>> Start

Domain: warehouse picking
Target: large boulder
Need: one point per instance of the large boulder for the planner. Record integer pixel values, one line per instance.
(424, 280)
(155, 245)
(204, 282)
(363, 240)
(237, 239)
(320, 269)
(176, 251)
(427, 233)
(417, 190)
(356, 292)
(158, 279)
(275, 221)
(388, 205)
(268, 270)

>> End

REQUIRED TASK – Switch "large boulder" to "loose rock" everywhere it occurs in the rows above, and write the rows out again with everything else unchanged.

OUTPUT BELOW –
Domain: warehouse picking
Target: loose rock
Need: one point per instance of the loose rock for the planner. Record integer pixel values, one line per instance.
(424, 280)
(155, 245)
(204, 282)
(363, 240)
(237, 239)
(320, 269)
(176, 251)
(427, 233)
(417, 190)
(356, 292)
(158, 279)
(275, 221)
(388, 205)
(268, 270)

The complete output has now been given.